Work to complete:
Output each line of the entries below as one string in a JSON list, skipping any blank lines.

[Dataset entries]
##########
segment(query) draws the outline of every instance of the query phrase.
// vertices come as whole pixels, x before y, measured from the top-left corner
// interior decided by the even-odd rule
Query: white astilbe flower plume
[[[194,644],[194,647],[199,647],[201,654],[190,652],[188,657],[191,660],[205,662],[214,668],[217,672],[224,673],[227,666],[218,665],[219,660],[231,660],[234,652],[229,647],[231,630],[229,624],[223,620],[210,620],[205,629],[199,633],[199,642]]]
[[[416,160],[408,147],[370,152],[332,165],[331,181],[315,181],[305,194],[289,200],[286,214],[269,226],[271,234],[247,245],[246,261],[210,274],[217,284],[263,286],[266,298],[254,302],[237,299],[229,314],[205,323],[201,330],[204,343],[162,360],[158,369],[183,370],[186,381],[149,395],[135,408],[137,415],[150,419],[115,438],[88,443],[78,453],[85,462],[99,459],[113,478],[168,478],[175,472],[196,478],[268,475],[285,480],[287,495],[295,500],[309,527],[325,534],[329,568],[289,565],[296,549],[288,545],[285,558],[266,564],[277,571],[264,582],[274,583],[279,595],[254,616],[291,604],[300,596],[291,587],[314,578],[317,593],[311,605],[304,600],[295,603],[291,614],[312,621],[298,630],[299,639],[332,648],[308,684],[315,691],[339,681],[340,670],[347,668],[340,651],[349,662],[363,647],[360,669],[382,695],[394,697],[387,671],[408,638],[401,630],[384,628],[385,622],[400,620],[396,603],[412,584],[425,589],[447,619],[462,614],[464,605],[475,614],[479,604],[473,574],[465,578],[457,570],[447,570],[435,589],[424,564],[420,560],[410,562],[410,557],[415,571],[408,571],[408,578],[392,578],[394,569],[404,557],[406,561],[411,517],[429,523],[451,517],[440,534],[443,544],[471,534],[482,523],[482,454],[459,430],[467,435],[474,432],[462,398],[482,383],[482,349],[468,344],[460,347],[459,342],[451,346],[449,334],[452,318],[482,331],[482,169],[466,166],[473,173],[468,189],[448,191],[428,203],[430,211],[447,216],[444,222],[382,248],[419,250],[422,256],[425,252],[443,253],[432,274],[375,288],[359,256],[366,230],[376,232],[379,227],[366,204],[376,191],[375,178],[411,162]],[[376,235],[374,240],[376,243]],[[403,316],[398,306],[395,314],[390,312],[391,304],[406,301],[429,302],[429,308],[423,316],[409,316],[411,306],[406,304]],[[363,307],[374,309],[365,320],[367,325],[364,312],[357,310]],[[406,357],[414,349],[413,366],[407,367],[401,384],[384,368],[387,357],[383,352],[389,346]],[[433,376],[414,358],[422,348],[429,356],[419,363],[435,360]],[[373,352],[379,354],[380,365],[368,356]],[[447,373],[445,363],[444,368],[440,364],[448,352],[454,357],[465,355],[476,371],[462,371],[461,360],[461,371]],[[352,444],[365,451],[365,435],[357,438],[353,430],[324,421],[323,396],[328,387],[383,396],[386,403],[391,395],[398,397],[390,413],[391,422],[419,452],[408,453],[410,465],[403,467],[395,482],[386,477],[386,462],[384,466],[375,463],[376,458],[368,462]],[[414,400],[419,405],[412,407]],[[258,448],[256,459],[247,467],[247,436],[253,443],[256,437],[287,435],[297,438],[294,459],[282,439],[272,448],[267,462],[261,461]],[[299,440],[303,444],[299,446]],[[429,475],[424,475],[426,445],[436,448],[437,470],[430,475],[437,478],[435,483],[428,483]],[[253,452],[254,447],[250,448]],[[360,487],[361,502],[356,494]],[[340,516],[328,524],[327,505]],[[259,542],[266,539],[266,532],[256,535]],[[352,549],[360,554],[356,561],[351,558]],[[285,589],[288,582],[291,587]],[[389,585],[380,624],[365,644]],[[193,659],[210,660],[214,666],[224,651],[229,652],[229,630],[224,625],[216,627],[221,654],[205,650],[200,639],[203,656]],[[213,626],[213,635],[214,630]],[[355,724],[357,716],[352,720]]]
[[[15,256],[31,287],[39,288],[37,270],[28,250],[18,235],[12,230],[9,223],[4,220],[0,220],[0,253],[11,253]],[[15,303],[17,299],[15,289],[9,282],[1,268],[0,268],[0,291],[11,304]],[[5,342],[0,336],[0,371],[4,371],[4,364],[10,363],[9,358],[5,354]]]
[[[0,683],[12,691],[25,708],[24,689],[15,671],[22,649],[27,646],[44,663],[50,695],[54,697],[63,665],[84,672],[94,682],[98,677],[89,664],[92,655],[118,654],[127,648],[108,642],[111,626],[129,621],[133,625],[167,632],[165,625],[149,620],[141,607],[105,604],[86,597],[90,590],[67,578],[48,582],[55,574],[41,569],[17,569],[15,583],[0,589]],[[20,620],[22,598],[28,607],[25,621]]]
##########
Solution to the exercise:
[
  "segment(query) draws the outline of every instance of the query phrase.",
  "// vertices come as whole pixels, x before y, measured from the top-left corner",
  "// interior decided by the even-odd rule",
  "Query: white astilbe flower plume",
  "[[[194,644],[194,647],[199,647],[201,654],[190,652],[188,657],[191,660],[205,662],[214,668],[217,672],[224,673],[227,666],[218,665],[219,660],[231,660],[234,652],[229,647],[231,630],[229,624],[223,620],[210,620],[205,629],[199,633],[199,642]]]",
  "[[[416,160],[408,147],[370,152],[332,165],[331,181],[315,181],[305,194],[289,200],[286,214],[269,226],[271,234],[247,245],[246,261],[210,274],[217,284],[263,286],[266,298],[254,302],[237,299],[229,314],[205,323],[201,330],[204,343],[162,360],[158,369],[183,370],[186,381],[149,395],[135,408],[137,415],[150,419],[115,438],[88,443],[78,453],[85,462],[99,459],[113,478],[168,478],[175,472],[196,478],[268,475],[285,480],[287,495],[295,500],[309,527],[325,534],[329,568],[289,565],[296,549],[288,545],[285,558],[266,564],[277,571],[264,582],[274,583],[279,595],[254,616],[291,604],[300,596],[291,587],[314,578],[317,593],[311,605],[304,600],[295,603],[291,614],[312,621],[298,630],[299,639],[332,648],[308,684],[315,691],[339,681],[340,670],[347,668],[340,651],[349,662],[363,647],[360,669],[382,695],[394,697],[387,671],[408,638],[401,630],[384,628],[385,622],[400,620],[396,603],[412,584],[425,589],[447,619],[462,614],[464,605],[475,614],[479,604],[473,574],[465,578],[457,570],[447,570],[435,589],[424,564],[420,560],[410,562],[410,557],[415,571],[408,571],[408,578],[392,578],[394,569],[404,557],[406,561],[411,517],[429,523],[451,517],[440,534],[443,544],[471,534],[482,523],[482,454],[459,430],[467,435],[474,432],[462,398],[482,383],[482,349],[468,344],[460,347],[459,342],[451,346],[449,334],[452,318],[482,331],[482,169],[466,166],[473,173],[468,189],[448,191],[428,203],[430,211],[447,216],[444,222],[382,248],[419,250],[422,256],[425,252],[443,253],[432,274],[375,288],[359,256],[366,230],[376,232],[379,227],[366,204],[376,191],[375,178],[411,162]],[[376,235],[374,240],[376,243]],[[403,316],[398,306],[395,314],[390,312],[391,304],[406,301],[429,302],[429,308],[423,316],[409,316],[411,306],[406,304]],[[363,307],[374,309],[365,320],[367,325],[364,312],[357,310]],[[406,357],[414,349],[413,366],[407,367],[401,384],[384,368],[387,357],[383,352],[389,346]],[[433,376],[414,358],[422,348],[429,356],[419,363],[435,360]],[[373,352],[379,354],[380,365],[368,356]],[[447,373],[445,363],[444,368],[440,364],[448,352],[454,357],[465,355],[476,371],[462,371],[461,360],[461,371]],[[352,444],[365,451],[365,435],[357,438],[353,430],[324,421],[323,396],[328,387],[383,396],[386,403],[391,395],[398,397],[390,413],[391,422],[419,452],[408,453],[410,465],[403,467],[395,482],[386,477],[386,462],[384,466],[375,463],[376,458],[368,462]],[[414,400],[419,405],[412,407]],[[258,448],[256,459],[247,467],[247,436],[253,443],[256,437],[287,435],[297,438],[294,459],[282,439],[272,448],[267,462],[261,461]],[[299,440],[303,444],[299,446]],[[429,475],[424,475],[426,445],[436,448],[437,470],[430,475],[437,478],[435,483],[428,483]],[[253,452],[254,447],[250,448]],[[360,487],[361,502],[356,494]],[[340,516],[328,524],[327,505]],[[259,542],[266,539],[266,532],[256,535]],[[352,549],[360,554],[356,561],[351,558]],[[285,589],[288,582],[291,587]],[[389,585],[380,624],[365,644]],[[193,659],[210,660],[214,666],[224,651],[229,652],[229,630],[224,625],[216,627],[221,654],[205,650],[200,639],[203,656]],[[213,626],[213,635],[214,630]],[[355,724],[357,716],[352,720]]]",
  "[[[15,256],[31,287],[39,288],[37,270],[28,250],[18,235],[12,230],[9,223],[4,220],[0,220],[0,253],[11,253]],[[15,303],[17,299],[15,289],[9,282],[1,268],[0,268],[0,291],[11,304]],[[5,342],[0,336],[0,371],[4,371],[4,364],[10,363],[9,358],[5,354]]]",
  "[[[0,683],[12,691],[25,708],[24,689],[15,671],[22,649],[27,646],[44,663],[50,695],[54,697],[63,665],[84,672],[94,682],[98,677],[89,664],[92,655],[118,654],[127,648],[108,642],[111,626],[129,621],[133,625],[167,632],[165,625],[149,620],[141,607],[105,604],[86,597],[90,590],[67,578],[48,582],[55,574],[41,569],[17,569],[15,583],[0,589]],[[20,620],[22,598],[28,607],[25,621]]]"
]